◆ Brief A ◆
In the passage on enclosures, who demanded that land be a common treasury for all?
◆ Brief B ◆
Return the part of the passage on enclosures from "Because there’s something" up to and including "place to live.", word for word.
Text shown: Begin
The left in Britain has a great narrative of loss in the story of enclosures. The rich stole the land of the commoners, forcing them to be wage slaves at best, forcibly urbanised slumdwellers dying from disease at worst. The narrative was written strongly and passionately by Marx, and many of the best social historians have amplified it since then. It pre-dates him, for the Diggers were also fighting back against the theft of land, demanding it be a common treasury for all. But Marx has a uniquely strong influence in leftist thought, so I think it’s worth dwelling on his influence here.
Because there’s something Marx didn’t see and never got the chance to talk about. And even those who saw it with their own eyes didn’t always recognise it for what it was: a reclaiming of the land that people needed, on a very large scale. I have a sneaky suspicion they didn’t see it as the happy ending to the enclosures story because it didn’t fit the narrative of loss they had known and loved for so long. But also they didn’t see it because it didn’t look like millions of people living off common land again.
But here’s the thing: living off the land is brutally hard work, and most people today don’t want to do it. They haven’t wanted to do it for a long time. In an urbanised population where the food we eat can be provided by a small fraction of the population (plus labour in other countries), people don’t want pannage or turbage rights. What they want from land is a place to live.
Text shown: End
Raw data: Begin
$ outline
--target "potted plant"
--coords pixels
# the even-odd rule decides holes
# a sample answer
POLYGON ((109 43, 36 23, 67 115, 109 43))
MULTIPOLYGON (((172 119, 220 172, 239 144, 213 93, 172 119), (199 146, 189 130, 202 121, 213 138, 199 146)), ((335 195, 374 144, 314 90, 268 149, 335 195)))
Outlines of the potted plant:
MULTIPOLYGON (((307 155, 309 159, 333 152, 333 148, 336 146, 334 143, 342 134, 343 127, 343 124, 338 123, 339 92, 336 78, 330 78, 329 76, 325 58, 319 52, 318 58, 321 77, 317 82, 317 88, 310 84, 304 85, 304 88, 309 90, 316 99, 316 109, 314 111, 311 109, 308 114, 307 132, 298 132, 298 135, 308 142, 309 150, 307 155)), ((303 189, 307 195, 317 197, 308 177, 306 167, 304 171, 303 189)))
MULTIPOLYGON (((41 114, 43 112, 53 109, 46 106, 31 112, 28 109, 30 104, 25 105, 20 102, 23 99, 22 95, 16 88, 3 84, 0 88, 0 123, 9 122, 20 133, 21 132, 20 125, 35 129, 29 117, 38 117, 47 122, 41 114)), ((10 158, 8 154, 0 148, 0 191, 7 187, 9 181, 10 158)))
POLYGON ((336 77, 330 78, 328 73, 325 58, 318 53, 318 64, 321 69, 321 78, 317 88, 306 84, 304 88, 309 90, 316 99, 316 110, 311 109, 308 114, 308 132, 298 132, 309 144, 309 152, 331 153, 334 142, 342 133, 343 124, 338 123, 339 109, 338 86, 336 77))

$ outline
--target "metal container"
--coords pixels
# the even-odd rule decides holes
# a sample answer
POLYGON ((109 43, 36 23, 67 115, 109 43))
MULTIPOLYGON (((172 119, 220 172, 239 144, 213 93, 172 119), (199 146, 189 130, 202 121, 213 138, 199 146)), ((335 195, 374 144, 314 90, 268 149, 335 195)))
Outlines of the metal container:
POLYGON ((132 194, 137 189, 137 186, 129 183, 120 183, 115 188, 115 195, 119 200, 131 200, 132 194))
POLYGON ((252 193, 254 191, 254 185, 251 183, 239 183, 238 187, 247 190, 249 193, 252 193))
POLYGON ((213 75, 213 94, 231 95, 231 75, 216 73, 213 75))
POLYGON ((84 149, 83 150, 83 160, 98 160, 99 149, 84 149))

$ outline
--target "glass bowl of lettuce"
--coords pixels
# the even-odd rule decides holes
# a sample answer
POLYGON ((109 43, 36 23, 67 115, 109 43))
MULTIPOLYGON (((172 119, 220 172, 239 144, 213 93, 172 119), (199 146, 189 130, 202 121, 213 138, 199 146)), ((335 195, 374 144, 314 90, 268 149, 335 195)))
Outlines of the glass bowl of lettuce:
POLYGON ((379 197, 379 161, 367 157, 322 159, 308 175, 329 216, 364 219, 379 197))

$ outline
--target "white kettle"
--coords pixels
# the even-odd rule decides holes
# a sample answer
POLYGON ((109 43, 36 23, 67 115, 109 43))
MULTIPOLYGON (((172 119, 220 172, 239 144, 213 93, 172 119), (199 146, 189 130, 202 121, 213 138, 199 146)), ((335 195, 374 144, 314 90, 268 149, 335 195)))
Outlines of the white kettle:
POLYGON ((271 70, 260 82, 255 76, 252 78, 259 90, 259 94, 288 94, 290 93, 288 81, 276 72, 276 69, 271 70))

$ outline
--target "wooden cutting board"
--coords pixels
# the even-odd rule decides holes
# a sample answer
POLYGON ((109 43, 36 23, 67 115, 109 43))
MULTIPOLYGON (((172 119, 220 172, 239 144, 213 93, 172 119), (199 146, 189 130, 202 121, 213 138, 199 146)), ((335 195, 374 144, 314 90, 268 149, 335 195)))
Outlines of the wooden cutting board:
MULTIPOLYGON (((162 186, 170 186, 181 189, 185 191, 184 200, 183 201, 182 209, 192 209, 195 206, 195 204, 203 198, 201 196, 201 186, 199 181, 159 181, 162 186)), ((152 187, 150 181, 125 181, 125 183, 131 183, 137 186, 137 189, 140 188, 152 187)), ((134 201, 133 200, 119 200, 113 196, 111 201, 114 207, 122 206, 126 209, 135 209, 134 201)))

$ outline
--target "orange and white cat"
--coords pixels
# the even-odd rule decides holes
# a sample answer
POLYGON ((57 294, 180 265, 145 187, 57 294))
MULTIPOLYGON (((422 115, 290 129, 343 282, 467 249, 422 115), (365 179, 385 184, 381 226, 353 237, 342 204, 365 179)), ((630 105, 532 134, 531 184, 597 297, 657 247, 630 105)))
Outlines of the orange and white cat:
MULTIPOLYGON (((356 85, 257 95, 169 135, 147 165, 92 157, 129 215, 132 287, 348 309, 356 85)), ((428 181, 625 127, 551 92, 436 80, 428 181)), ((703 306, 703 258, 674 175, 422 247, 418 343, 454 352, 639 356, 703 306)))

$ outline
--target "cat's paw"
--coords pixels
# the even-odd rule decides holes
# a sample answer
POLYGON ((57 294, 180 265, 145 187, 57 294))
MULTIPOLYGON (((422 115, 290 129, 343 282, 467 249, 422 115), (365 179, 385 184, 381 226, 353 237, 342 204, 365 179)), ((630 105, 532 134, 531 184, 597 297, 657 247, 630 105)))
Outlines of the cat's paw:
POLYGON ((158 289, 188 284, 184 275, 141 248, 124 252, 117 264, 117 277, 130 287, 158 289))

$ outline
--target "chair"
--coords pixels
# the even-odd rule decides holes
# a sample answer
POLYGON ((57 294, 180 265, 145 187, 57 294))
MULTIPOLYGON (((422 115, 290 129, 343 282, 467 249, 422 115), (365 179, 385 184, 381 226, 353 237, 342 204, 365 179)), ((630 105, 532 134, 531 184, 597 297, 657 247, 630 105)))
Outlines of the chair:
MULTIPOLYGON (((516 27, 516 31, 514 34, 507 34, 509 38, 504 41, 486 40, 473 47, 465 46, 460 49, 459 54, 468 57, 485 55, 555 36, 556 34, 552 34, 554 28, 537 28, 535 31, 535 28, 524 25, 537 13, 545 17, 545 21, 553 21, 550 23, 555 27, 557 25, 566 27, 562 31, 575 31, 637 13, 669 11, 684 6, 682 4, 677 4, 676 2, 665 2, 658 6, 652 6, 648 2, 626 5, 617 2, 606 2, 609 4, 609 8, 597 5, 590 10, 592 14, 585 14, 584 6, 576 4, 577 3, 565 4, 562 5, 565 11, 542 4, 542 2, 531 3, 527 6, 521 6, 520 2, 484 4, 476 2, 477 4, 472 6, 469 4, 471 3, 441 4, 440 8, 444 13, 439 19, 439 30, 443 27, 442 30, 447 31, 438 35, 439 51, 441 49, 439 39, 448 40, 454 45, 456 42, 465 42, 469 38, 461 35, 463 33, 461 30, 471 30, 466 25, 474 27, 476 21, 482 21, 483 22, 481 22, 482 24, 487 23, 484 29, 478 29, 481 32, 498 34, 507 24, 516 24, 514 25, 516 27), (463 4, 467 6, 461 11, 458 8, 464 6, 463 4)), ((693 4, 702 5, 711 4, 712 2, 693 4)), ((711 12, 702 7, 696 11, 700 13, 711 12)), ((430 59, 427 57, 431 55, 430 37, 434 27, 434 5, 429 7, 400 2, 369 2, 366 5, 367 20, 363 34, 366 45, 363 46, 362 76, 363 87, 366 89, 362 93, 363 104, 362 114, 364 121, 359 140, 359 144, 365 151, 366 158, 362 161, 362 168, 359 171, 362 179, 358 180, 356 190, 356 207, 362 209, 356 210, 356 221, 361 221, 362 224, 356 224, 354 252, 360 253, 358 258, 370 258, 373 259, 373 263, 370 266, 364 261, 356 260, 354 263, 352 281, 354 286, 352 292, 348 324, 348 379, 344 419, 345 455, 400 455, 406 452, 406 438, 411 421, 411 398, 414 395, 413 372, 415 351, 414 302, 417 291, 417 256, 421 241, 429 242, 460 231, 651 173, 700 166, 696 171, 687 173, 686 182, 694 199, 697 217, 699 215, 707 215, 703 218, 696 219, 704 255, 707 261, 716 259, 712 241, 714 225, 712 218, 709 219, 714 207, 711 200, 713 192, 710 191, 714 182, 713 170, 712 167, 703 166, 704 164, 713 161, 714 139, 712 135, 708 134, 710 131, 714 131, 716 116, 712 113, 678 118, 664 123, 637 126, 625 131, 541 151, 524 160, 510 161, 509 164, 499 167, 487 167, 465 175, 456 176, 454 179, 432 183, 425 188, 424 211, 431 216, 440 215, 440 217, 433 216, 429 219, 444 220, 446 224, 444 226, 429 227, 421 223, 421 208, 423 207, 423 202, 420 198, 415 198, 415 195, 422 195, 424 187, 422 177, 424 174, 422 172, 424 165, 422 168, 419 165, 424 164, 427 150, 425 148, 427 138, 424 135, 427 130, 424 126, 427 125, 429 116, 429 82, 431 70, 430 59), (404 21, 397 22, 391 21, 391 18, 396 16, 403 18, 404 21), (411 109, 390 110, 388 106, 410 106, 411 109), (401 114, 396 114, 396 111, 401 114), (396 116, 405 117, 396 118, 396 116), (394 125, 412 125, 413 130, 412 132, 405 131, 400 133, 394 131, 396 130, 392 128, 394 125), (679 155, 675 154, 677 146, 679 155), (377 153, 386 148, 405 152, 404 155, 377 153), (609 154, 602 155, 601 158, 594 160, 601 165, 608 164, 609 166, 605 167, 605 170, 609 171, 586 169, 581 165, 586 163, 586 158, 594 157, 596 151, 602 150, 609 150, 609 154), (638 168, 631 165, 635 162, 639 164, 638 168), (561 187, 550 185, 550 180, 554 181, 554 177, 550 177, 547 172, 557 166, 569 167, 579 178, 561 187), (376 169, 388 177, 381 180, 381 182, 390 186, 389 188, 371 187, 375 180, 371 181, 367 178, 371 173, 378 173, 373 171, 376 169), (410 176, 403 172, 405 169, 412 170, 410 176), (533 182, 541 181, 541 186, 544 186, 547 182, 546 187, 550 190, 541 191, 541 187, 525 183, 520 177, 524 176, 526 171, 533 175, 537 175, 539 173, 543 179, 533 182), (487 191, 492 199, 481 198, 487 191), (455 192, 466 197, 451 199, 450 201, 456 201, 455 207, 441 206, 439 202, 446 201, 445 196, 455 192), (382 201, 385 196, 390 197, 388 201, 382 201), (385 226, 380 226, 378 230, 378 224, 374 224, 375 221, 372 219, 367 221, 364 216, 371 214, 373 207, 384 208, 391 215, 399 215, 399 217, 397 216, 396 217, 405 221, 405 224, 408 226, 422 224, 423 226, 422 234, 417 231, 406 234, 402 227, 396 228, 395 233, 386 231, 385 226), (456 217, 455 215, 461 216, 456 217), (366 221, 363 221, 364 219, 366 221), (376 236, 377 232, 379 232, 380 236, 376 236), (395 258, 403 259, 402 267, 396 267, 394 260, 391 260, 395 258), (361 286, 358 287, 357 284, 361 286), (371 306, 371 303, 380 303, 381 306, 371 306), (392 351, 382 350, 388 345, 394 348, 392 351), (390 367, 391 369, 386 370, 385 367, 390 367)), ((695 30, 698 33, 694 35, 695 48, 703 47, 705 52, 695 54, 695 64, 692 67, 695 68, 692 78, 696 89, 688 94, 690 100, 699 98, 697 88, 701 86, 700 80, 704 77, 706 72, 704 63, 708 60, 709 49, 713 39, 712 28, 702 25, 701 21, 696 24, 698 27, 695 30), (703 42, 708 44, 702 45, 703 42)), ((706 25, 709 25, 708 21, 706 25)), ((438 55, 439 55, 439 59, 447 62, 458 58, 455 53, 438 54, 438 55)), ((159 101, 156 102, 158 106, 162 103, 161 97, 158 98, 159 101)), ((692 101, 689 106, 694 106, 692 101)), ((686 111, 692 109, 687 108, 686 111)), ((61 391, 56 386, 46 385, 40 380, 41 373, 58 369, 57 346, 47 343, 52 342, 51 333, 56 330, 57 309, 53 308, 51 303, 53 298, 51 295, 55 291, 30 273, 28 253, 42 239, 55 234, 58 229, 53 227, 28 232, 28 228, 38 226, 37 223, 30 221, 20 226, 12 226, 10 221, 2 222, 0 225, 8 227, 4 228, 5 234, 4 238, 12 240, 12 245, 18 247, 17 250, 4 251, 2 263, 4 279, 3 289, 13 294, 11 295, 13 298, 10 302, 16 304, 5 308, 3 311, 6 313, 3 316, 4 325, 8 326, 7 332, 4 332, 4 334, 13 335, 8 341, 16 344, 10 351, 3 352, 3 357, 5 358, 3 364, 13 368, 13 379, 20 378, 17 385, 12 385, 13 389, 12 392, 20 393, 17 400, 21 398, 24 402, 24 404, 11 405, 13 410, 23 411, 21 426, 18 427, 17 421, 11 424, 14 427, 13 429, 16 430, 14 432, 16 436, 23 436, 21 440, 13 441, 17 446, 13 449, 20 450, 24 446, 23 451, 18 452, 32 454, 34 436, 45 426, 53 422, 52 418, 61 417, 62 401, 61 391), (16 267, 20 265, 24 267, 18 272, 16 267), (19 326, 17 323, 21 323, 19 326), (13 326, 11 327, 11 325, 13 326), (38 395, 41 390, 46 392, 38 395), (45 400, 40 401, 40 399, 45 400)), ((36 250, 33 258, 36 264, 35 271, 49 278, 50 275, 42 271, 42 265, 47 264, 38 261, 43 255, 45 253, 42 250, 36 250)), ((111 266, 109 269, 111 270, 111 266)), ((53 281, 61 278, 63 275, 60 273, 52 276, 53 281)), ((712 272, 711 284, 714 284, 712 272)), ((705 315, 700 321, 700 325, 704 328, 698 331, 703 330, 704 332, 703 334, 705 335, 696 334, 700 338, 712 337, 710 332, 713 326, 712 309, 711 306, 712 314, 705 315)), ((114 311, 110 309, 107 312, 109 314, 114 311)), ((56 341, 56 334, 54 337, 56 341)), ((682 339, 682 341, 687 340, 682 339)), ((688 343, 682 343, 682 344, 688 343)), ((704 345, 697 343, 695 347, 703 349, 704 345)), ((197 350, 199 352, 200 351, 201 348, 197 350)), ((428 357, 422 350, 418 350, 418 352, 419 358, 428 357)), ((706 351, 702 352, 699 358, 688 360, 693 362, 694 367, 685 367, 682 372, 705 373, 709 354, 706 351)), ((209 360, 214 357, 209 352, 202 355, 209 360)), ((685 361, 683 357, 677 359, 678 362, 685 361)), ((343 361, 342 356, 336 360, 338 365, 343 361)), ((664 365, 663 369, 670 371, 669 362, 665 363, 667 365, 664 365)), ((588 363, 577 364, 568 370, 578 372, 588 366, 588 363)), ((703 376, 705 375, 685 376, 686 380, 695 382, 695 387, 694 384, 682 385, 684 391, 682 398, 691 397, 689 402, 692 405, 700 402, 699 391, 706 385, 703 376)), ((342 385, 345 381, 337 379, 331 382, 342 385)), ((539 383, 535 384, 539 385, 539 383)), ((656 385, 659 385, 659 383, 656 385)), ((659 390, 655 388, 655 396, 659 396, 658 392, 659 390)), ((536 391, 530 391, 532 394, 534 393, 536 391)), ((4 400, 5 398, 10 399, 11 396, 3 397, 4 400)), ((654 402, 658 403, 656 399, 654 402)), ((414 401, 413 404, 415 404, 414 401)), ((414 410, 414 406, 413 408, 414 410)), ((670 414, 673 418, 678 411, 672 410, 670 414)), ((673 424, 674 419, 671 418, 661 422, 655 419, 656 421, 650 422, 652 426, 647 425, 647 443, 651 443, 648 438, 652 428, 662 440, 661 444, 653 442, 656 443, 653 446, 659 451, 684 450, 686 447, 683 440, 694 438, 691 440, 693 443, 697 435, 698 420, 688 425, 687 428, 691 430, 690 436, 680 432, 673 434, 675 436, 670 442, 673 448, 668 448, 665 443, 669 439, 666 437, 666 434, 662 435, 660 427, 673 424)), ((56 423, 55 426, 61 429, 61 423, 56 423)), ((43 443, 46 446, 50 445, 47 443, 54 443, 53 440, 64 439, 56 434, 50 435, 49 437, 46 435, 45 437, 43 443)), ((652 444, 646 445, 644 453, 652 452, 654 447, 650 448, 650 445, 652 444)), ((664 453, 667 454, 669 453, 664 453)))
Raw data: End
◆ Response area A ◆
The Diggers

◆ Response area B ◆
Because there’s something Marx didn’t see and never got the chance to talk about. And even those who saw it with their own eyes didn’t always recognise it for what it was: a reclaiming of the land that people needed, on a very large scale. I have a sneaky suspicion they didn’t see it as the happy ending to the enclosures story because it didn’t fit the narrative of loss they had known and loved for so long. But also they didn’t see it because it didn’t look like millions of people living off common land again.
But here’s the thing: living off the land is brutally hard work, and most people today don’t want to do it. They haven’t wanted to do it for a long time. In an urbanised population where the food we eat can be provided by a small fraction of the population (plus labour in other countries), people don’t want pannage or turbage rights. What they want from land is a place to live.